Posts Tagged ‘ripoffs’

Treating consumers with contempt costs you

Saturday, July 17th, 2010

Three quick notes for publishers from the your-dickheadetry-will-cost-you file:

  • New strategy game RUSE is free to try this weekend on Steam, as a method of building interest in the title. Unfortunately, the full game remains Ubi-crippled with Ubisoft’s gamer-hating “log you off if the connection is lost in the middle of a single-player game” DRM (even if you’re running it through Steam) so, I have absolutely no idea whether the full game is any good or not because I’m not going to bother downloading even a trial of it. (And I’m not alone.)

  • I was going to give new comedy RPG DeathSpank a go, and went to download it on 360 before realising that there’s no way it’ll fit on my crowded 20GB hard drive. Naturally, I have thus far resisted paying Microsoft’s frankly obscene prices for a drive upgrade, and will thus be downloading the demo and possibly buying the game on PS3, where Sony will get the sweet sweet cash and not Microsoft.
  • Would’ve bought the PC version of Battlefield Bad Company 2 on the recent Steam sale, if Australians weren’t being forced to pay 40% more than every other country. Well done, EA and local distributors – you’ve done yourselves out of another sale. Likewise 2K with its even more obscene 270% markup on the PC version of Borderlands.

I’m just one man, slowly making up for his weakness in buying the MW2 map packs.

> _What to do_:
Repeat everything from "Posts Tagged ‘ripoffs’" down to "I’m not alone.)" in the post on publisher ripoffs, changing "Steam" to "GOG".

> _Data lines_:
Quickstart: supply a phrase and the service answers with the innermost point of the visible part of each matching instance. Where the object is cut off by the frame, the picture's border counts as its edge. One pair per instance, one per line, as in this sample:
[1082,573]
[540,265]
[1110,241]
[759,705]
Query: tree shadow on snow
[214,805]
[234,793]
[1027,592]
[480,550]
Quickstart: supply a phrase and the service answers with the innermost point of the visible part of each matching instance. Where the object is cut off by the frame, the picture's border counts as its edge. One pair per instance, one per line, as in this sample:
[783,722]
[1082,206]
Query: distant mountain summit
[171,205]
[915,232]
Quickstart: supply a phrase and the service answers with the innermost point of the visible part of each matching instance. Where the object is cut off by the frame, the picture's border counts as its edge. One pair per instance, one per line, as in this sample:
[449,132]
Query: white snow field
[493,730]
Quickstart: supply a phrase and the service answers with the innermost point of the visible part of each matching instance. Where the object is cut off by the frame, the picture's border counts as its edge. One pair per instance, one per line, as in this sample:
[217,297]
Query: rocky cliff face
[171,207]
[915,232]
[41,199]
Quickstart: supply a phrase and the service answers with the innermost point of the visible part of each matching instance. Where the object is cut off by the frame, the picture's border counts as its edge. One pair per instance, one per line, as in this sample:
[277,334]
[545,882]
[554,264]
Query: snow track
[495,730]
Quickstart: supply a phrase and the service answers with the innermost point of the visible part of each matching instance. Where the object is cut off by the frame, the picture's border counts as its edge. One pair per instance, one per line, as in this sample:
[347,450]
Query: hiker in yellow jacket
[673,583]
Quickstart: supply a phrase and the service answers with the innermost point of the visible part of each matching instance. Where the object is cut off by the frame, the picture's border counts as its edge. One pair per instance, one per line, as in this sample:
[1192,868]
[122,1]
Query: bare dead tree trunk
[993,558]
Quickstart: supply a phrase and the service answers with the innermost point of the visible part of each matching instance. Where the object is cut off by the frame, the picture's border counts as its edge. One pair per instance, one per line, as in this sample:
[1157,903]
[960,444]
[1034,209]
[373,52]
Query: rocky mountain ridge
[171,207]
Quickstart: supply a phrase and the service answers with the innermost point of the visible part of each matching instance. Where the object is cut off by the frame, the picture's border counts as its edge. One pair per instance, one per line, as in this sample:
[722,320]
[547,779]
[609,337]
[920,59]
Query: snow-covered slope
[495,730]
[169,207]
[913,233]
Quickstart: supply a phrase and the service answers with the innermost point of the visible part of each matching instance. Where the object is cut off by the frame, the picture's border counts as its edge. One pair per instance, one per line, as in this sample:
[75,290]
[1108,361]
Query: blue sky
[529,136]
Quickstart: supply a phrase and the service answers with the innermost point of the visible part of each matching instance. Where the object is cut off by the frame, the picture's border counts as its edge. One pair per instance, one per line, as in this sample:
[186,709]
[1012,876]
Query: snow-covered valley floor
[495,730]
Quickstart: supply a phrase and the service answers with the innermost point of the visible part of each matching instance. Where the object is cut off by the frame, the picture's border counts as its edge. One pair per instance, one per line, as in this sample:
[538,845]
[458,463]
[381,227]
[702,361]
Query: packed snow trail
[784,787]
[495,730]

> _Worked answer_:
Posts Tagged ‘ripoffs’

Treating consumers with contempt costs you

Saturday, July 17th, 2010

Three quick notes for publishers from the your-dickheadetry-will-cost-you file:

  • New strategy game RUSE is free to try this weekend on GOG, as a method of building interest in the title. Unfortunately, the full game remains Ubi-crippled with Ubisoft’s gamer-hating “log you off if the connection is lost in the middle of a single-player game” DRM (even if you’re running it through GOG) so, I have absolutely no idea whether the full game is any good or not because I’m not going to bother downloading even a trial of it. (And I’m not alone.)